■ Document segment:
______
Polars is a cutting-edge DataFrame library designed for high-speed data manipulation and analysis.
Written in Rust and leveraging the Apache Arrow columnar format, Polars provides a robust, multi-threaded, and memory-efficient solution for handling both small and large datasets.
It supports multiple programming languages, including Python, Rust, Node.js, R, and SQL.
Key Features
- Blazing Speed: Polars is optimized for performance with features like SIMD (Single Instruction Multiple Data) and query optimization. It outperforms many traditional libraries like Pandas in speed benchmarks.
- Lazy and Eager Execution: Polars supports both lazy execution (ideal for complex pipelines) and eager execution (for immediate results), giving users flexibility in how they process data.
- Multi-Threading: The library utilizes multi-threading to maximize computational efficiency, making it ideal for modern multi-core processors.
- Larger-than-RAM Datasets: Polars can handle datasets that exceed system memory by processing queries in a streaming fashion. This makes it possible to work with datasets as large as 250GB on a standard laptop.
______
■ Data section:

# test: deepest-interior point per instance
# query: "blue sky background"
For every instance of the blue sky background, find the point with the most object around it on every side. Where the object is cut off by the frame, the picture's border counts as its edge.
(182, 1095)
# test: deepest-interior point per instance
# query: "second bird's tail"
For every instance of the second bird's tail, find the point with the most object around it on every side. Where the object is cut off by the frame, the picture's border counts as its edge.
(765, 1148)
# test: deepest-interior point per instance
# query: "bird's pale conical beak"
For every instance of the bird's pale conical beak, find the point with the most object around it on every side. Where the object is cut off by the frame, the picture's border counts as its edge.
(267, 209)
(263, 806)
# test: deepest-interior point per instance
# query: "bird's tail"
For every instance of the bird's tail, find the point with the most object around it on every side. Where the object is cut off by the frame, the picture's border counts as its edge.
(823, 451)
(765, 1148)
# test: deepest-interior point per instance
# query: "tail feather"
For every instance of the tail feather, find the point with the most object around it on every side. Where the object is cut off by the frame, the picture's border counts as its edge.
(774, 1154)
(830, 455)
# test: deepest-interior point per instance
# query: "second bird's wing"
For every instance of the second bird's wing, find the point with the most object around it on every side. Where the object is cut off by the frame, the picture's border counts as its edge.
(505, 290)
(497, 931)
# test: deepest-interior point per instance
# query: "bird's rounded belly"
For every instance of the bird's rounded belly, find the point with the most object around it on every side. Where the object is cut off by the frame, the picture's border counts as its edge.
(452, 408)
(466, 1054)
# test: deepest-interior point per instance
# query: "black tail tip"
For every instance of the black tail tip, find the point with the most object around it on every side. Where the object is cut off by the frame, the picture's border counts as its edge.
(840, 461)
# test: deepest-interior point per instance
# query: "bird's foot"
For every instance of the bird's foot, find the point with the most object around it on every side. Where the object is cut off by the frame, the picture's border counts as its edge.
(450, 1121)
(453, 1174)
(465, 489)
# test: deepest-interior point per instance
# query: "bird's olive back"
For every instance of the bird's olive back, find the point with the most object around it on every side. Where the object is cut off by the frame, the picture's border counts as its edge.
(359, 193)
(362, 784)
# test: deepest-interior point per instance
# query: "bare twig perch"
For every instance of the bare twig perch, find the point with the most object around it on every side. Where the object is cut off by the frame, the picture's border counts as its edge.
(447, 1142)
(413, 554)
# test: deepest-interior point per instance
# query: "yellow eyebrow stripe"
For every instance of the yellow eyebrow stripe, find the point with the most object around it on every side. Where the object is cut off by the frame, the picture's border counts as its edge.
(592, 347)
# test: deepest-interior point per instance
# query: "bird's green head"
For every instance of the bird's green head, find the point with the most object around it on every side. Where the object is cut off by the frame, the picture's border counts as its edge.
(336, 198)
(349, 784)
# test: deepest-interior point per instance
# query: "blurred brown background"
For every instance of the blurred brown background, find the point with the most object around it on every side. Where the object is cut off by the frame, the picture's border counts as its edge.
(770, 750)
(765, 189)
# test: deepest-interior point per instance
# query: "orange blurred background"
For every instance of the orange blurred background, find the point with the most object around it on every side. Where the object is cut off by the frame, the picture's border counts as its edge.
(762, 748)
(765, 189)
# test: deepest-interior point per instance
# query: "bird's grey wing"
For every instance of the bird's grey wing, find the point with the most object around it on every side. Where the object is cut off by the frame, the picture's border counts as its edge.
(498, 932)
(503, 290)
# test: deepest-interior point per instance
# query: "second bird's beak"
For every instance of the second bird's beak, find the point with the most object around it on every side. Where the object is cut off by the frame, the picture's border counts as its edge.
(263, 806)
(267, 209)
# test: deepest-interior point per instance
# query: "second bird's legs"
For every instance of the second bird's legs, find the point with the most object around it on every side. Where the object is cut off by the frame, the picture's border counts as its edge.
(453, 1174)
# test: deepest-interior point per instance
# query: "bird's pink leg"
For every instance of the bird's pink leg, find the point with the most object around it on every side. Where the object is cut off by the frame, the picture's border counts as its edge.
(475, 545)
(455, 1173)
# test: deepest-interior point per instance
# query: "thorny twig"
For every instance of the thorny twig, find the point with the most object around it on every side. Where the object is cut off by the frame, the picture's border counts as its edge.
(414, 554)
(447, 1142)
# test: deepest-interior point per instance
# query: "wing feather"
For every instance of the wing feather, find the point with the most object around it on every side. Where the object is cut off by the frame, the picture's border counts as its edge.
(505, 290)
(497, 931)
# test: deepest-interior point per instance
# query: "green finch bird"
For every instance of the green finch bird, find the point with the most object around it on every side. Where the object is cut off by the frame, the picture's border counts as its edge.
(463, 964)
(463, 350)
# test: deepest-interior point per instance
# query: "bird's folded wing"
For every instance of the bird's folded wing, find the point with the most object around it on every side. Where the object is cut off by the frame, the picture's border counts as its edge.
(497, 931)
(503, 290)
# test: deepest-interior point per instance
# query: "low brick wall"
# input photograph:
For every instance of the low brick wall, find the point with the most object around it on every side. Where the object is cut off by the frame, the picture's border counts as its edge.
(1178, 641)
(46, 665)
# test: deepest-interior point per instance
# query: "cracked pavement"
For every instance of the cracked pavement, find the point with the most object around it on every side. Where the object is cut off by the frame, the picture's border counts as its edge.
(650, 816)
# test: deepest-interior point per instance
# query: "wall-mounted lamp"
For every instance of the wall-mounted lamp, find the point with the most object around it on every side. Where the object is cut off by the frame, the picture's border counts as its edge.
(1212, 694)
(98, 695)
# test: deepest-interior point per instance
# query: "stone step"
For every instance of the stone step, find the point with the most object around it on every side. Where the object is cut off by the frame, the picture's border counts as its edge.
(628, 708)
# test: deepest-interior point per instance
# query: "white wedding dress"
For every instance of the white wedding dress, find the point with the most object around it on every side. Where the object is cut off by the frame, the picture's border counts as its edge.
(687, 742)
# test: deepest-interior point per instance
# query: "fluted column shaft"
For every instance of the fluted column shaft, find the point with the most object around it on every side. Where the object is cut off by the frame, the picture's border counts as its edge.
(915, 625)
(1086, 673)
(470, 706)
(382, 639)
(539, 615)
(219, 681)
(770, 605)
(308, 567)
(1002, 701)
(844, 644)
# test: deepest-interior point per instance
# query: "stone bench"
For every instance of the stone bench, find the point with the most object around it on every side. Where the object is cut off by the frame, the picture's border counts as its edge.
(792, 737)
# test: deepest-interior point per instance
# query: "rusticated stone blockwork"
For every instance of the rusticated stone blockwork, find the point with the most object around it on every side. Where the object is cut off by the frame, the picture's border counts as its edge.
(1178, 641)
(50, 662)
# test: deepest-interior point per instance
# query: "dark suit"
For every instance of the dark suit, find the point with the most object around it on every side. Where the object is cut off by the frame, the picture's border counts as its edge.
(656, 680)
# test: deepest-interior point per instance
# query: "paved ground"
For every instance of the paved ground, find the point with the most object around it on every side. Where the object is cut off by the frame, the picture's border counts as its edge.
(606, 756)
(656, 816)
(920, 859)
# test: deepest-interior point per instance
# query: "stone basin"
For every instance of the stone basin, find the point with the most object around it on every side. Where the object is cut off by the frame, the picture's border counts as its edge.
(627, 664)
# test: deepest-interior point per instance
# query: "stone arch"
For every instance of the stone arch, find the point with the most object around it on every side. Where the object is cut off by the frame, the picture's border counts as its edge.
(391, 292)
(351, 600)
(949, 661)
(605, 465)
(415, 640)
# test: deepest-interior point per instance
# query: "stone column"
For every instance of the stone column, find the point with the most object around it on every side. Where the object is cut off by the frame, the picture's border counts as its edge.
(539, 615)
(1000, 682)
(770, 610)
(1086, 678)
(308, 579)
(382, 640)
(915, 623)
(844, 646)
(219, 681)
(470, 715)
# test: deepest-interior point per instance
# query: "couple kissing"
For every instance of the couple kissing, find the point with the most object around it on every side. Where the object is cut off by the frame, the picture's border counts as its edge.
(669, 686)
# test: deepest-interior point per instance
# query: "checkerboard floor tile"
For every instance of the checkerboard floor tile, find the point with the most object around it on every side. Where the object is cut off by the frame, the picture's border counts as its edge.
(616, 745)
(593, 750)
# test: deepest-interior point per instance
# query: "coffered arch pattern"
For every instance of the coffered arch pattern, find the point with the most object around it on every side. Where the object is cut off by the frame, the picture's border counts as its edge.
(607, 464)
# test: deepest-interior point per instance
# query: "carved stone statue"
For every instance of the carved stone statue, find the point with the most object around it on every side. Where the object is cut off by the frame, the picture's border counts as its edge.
______
■ Given exercise: Continue the Polars overview from its last sentence onward, in the same style.

■ Answer to this task:
- Advanced Querying: Polars offers a powerful expression API for filtering, aggregating, and transforming data. It also supports SQL-like syntax for users familiar with relational databases.
- Lightweight: With minimal dependencies, Polars is lightweight and has fast import times compared to other libraries like Pandas or NumPy.
In Python, you can quickly create a DataFrame and perform complex operations:
import polars as pl
df = pl.DataFrame({
"A": [1, 2, 3],
"B": [4, 5, 6],
"C": ["apple", "banana", "cherry"]
})
result = df.select(
pl.col("A").sum().alias("sum_A"),
pl.col("C").sort_by("A").alias("sorted_C")
)
print(result)
Polars also supports SQL queries directly on DataFrames or via its CLI for terminal-based operations.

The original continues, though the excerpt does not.